Each record must be reproduced exactly as it is shown.

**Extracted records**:
— BEGIN —

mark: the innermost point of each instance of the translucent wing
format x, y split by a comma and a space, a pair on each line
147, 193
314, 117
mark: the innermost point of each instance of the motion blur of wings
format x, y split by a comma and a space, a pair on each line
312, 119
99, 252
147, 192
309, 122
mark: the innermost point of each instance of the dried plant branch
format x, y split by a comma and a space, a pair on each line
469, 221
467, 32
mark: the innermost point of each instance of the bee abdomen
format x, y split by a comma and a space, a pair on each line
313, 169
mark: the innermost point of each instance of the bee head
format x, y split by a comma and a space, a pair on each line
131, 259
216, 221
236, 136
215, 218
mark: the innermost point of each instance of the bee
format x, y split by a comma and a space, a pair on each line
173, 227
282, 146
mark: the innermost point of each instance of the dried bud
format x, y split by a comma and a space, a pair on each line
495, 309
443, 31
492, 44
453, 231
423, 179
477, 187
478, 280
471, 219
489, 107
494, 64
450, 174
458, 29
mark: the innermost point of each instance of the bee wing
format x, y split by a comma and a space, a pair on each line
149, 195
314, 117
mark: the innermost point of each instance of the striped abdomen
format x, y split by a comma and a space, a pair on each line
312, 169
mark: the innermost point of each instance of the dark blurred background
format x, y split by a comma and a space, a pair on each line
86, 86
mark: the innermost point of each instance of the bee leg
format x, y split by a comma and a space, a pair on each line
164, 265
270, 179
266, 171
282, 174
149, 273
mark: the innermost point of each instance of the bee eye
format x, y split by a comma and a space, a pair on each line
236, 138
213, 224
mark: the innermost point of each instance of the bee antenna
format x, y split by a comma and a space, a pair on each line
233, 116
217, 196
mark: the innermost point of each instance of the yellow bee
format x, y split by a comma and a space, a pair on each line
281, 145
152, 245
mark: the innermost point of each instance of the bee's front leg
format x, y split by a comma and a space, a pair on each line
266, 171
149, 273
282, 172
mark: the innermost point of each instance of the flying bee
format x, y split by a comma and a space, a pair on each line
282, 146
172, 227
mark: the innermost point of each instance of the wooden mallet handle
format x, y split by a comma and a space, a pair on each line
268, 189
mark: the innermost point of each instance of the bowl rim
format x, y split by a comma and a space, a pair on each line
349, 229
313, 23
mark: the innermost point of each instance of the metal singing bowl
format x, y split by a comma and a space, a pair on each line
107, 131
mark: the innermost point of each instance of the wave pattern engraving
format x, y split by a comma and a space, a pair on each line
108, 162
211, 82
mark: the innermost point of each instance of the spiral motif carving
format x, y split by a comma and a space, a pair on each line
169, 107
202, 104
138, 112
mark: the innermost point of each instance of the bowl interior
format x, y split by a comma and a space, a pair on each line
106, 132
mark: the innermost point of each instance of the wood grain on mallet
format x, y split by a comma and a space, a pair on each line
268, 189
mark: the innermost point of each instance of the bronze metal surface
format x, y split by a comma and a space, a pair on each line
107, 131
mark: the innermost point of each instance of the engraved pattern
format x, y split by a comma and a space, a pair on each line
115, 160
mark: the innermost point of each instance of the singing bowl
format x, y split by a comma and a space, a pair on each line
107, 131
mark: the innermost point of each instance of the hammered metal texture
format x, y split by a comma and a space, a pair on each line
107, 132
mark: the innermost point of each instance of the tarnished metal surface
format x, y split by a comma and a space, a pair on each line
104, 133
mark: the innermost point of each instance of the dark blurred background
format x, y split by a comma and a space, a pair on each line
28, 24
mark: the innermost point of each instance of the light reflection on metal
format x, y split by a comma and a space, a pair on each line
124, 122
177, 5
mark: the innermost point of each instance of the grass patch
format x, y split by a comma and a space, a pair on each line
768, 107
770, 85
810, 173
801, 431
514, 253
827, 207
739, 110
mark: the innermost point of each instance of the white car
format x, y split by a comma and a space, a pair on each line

— END —

**WRITTEN REPLY**:
mark: the innermost point of each instance of the translucent wing
format x, y split by a comma and a space, a pair on each line
147, 193
314, 117
mark: the innermost point of each instance of the motion blur of wings
format x, y split by a comma and a space, a pair on each line
312, 119
99, 252
147, 192
309, 122
mark: the innermost point of each instance of the dried plant branch
format x, y split by a comma and a space, a pair on each line
469, 221
467, 32
mark: the innermost point of each instance of the bee abdomen
format x, y split by a comma and a space, a pair on each line
313, 169
mark: the innermost point of each instance of the bee head
format x, y split by a comma and a space, a pair on each line
131, 259
216, 221
236, 136
215, 218
mark: the innermost point of each instance of the bee
format x, y split by a comma and a space, a pair on each line
173, 227
282, 146
mark: the innermost point of each instance of the dried bud
format x, y split by a comma and a space, a pair on each line
495, 309
443, 31
492, 44
453, 231
423, 179
477, 187
478, 280
471, 219
489, 107
494, 64
450, 174
458, 29
mark: the innermost point of each instance of the bee wing
format x, y split by a comma and a space, a pair on each line
149, 195
314, 117
mark: the innermost point of each instance of the striped abdomen
format x, y split by a comma and a space, a pair on each line
312, 169
mark: the innermost point of each instance of the dark blurred background
format x, y split by a comma and a space, a pair on each line
86, 86
mark: the innermost point of each instance of the bee leg
format x, y split by a comma and a space, a pair on each line
164, 265
270, 179
266, 171
282, 174
149, 273
mark: the innermost point of each instance of the bee eye
format x, y split by a comma and a space, a pair on each line
236, 138
213, 224
mark: the innermost point of each instance of the bee antenna
format x, y split by a comma and a space, a pair on each line
233, 116
217, 196
mark: the innermost point of each instance of the yellow bee
format x, y split by a comma and a space, a pair on each line
281, 145
152, 245
mark: the innermost point of each instance of the bee's front leg
format x, y split by a comma and a space, a pair on each line
266, 171
149, 273
282, 172
mark: the innermost point of each instance of the flying bee
format x, y split by a comma and a space, a pair on each line
282, 146
172, 227
mark: the innermost point of each instance of the wooden mallet handle
format x, y split by a comma and a space, a pair on each line
268, 189
mark: the innermost point of each instance of the bowl rim
format x, y split by a comma and a space, a pair on each line
349, 229
313, 23
mark: the innermost point of each instance of the metal singing bowl
format x, y split by a comma and a space, a pair on each line
107, 131
mark: the innermost point of each instance of the wave pattern engraving
format x, y split by a comma and a space, a pair on each line
108, 162
211, 82
mark: the innermost point of each instance of the spiral motif carving
format x, y split by a comma and a space, a pair on each line
169, 107
202, 104
138, 112
mark: the innermost point of each instance of the bowl interior
format x, y split by a comma and a space, a pair on each line
106, 132
mark: the innermost point of each instance of the wood grain on mallet
format x, y split by a comma and a space, a pair on each line
268, 189
mark: the innermost point of each instance of the bronze metal surface
format x, y split by a comma and a space, a pair on each line
107, 131
mark: the innermost point of each instance of the engraved pattern
format x, y split by a comma and a space, a pair on each line
115, 160
mark: the innermost point of each instance of the singing bowl
format x, y split by a comma and a space, a pair on each line
107, 131
mark: the innermost point of each instance of the hammered metal texture
format x, y split by a comma and a space, a pair on each line
107, 132
mark: the innermost point of each instance of the tarnished metal surface
format x, y split by a comma and a space, a pair on each line
104, 133
mark: the innermost point of each instance of the dark blurred background
format x, y split by a comma and a space, a pair on each line
28, 24
mark: the innermost point of each instance of the light reflection on metal
format x, y split by a comma and a space, a pair on each line
124, 122
177, 5
mark: the innermost point of each instance of the grass patch
format x, y split by a comma and a space, a pair on each line
768, 107
770, 85
810, 173
801, 431
514, 253
827, 207
739, 110
mark: the innermost point of each instance of the white car
format x, y split by a comma and a space, a pair on each line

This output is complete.